Records
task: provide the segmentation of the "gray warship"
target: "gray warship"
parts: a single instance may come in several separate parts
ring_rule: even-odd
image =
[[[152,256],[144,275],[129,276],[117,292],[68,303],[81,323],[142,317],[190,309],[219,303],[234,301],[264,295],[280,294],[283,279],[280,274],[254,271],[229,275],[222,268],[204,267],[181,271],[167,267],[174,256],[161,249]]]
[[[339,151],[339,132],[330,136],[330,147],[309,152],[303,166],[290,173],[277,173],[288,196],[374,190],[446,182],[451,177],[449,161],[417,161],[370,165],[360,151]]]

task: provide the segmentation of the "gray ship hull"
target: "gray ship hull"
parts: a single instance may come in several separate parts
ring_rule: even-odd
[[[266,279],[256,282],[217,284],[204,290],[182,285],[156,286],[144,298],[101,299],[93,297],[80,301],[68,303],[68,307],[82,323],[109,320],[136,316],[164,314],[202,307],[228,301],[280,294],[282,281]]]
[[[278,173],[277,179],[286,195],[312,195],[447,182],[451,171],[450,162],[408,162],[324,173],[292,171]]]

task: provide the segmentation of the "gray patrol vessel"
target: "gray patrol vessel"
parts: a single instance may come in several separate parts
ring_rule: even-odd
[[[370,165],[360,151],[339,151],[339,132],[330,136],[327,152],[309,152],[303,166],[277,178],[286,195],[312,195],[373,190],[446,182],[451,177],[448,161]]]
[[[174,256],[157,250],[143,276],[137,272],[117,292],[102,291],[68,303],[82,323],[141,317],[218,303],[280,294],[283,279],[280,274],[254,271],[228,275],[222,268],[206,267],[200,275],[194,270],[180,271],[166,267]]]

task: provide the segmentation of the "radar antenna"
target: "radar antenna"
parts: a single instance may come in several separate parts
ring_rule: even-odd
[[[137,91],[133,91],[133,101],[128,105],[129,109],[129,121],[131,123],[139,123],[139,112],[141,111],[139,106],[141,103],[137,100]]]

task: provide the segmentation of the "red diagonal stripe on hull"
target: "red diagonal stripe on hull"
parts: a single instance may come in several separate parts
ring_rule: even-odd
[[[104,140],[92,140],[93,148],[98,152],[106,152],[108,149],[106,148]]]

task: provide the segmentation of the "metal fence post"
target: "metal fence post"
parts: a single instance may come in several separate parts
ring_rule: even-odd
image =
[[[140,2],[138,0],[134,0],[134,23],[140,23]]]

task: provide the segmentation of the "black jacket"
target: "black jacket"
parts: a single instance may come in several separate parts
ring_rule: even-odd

The exercise
Each line of the material above needs to be quoted exactly, please.

Exercise solution
task: provide the segmentation of the "gray warship"
target: "gray warship"
parts: a single instance may come in several separate parts
ring_rule: even-odd
image =
[[[152,256],[144,275],[129,276],[117,292],[68,303],[81,323],[142,317],[190,309],[219,303],[234,301],[264,295],[280,294],[283,279],[280,274],[254,271],[229,275],[222,268],[204,267],[181,271],[167,267],[174,256],[161,249]]]
[[[339,151],[339,132],[330,136],[330,147],[309,152],[303,166],[290,173],[277,173],[288,196],[374,190],[446,182],[451,177],[449,161],[417,161],[370,165],[360,151]]]

task: provide the segmentation of the "gray ship hull"
target: "gray ship hull"
parts: a single instance may come in several separate parts
ring_rule: even-odd
[[[266,279],[256,282],[217,284],[204,290],[182,285],[156,286],[144,298],[101,299],[93,297],[80,301],[68,303],[68,307],[82,323],[109,320],[136,316],[164,314],[202,307],[228,301],[280,294],[282,281]]]
[[[278,173],[277,179],[286,195],[312,195],[447,182],[451,171],[450,162],[408,162],[324,173],[292,171]]]

task: provide the segmentation of the "gray patrol vessel"
target: "gray patrol vessel"
parts: a single instance may come in several separate parts
ring_rule: even-odd
[[[370,165],[360,151],[339,151],[339,132],[330,136],[327,152],[309,152],[303,166],[277,178],[286,195],[312,195],[373,190],[446,182],[451,177],[448,161]]]
[[[174,256],[157,250],[143,276],[137,272],[117,292],[102,291],[68,303],[82,323],[141,317],[218,303],[280,294],[283,279],[280,274],[254,271],[228,275],[222,268],[206,267],[200,275],[194,270],[180,271],[166,267]]]

task: provide the segmentation of the "radar antenna"
target: "radar antenna"
parts: a single instance may come in several separate parts
ring_rule: even-odd
[[[137,91],[133,91],[133,101],[128,105],[129,109],[129,121],[131,123],[139,123],[139,112],[141,111],[139,106],[141,103],[137,100]]]

task: provide the segmentation of the "red diagonal stripe on hull"
target: "red diagonal stripe on hull"
parts: a single instance may come in several separate parts
ring_rule: even-odd
[[[104,140],[92,140],[93,148],[98,152],[106,152],[108,149],[106,148]]]

task: provide the segmentation of the "metal fence post"
target: "metal fence post"
parts: a single instance may come in several separate parts
ring_rule: even-odd
image =
[[[140,2],[138,0],[134,0],[134,23],[140,23]]]

task: provide the segmentation of the "black jacket"
target: "black jacket"
parts: a single instance may come in several separate parts
ring_rule: even-odd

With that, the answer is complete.